▸ Task brief:
Print every line of the listing exactly, please.

(Stored data entries)
########
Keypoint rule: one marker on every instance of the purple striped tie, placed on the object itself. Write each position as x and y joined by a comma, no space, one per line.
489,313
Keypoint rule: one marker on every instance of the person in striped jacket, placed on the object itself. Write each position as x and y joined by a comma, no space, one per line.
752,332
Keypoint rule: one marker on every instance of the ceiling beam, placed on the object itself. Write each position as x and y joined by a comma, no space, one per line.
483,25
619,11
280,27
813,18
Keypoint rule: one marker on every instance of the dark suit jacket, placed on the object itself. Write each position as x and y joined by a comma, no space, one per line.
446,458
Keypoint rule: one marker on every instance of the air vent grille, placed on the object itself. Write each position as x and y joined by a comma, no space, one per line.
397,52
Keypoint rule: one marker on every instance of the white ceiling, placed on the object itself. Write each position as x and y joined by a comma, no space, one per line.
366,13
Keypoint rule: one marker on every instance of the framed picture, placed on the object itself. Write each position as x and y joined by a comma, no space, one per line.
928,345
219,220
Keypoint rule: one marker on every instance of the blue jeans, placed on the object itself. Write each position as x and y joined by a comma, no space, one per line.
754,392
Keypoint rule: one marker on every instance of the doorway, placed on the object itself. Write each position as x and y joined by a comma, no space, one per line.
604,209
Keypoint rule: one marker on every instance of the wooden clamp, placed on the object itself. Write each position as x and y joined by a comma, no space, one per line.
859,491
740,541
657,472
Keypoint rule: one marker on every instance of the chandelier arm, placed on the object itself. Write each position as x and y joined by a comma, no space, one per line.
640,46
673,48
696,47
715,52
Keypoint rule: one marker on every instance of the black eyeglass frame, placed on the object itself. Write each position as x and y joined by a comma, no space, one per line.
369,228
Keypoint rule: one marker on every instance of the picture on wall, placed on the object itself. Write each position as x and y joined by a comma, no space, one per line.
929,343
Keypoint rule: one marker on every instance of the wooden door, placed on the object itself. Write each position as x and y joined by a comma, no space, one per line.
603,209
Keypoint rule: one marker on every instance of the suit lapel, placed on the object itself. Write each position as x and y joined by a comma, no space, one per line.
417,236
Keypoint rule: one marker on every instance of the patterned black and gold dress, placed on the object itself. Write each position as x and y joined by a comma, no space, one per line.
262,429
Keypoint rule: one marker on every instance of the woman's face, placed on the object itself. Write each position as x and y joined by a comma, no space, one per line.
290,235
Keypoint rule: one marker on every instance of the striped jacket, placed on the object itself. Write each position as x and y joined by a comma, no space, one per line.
########
▸ Task output:
Keypoint rule: one marker on every instance of the purple striped tie, placed on the object itself. Write each position as x and y joined by a comma, no space, one per line.
489,313
Keypoint rule: one marker on every instance of the person in striped jacket, placed on the object itself. Write each position as x and y joined by a comma, no space, one per line.
752,332
Keypoint rule: one marker on every instance of the ceiling beam, placed on the object itself. Write each position as x and y joined by a comma, no space, one per line.
483,25
619,11
280,27
813,18
Keypoint rule: one marker on every instance of the dark suit jacket, placed on the object itself. Write each position as x and y joined by a comma, no space, one per line.
446,458
Keypoint rule: one marker on every instance of the air vent grille, placed on the object itself. Write each position as x and y joined by a comma, no space, one per line.
397,52
Keypoint rule: one marker on every instance of the white ceiling, placed on the object itself. Write each position as x and y joined by a comma, no space, one per line.
366,13
Keypoint rule: one marker on every instance of the framed picture, placed on the object itself. Write each position as x and y joined by a comma, no space, one per line.
928,345
219,220
Keypoint rule: one marker on every instance of the blue jeans, placed on the object itself. Write each position as x and y joined by a comma, no space, one per line.
754,392
Keypoint rule: one marker on every instance of the doorway, placed on the object itself. Write each position as x and y joined by a comma, no space, one per line.
604,209
Keypoint rule: one marker on every instance of the wooden clamp, placed on the object itself. Write each position as x and y joined by a comma, no space, one per line.
859,491
740,541
657,472
Keypoint rule: one marker on every instance of the chandelier arm, placed on the object itself. Write each position as x and y joined by a comma, no space, one per line.
640,46
673,48
696,47
715,52
Keypoint rule: one marker on every instance of the black eyeglass frame, placed on the object itself. Write each position as x and y joined by a comma, no space, one per line.
369,228
Keypoint rule: one marker on every instance of the picture on wall, placed on the object itself. Write each position as x and y joined by a comma, no space, one per line.
929,343
Keypoint rule: one marker on every instance of the wooden door, placed on the object itself. Write each position as x and y joined by a comma, no space, one per line.
603,209
Keypoint rule: one marker on every instance of the suit lapel, placed on the object itself. Write each position as x and y joined by a comma, no space, one per line.
417,236
Keypoint rule: one marker on every instance of the patterned black and gold dress, placed on the object itself. Write each position as x and y joined by a comma, no space, one per line.
262,429
Keypoint rule: one marker on every instance of the woman's face, placed on the object itself. Write each position as x and y joined by a comma, no space, one per line.
290,235
Keypoint rule: one marker on every instance of the striped jacket, placed on the object itself. Write each position as x and y joined by a comma, no space, one per line.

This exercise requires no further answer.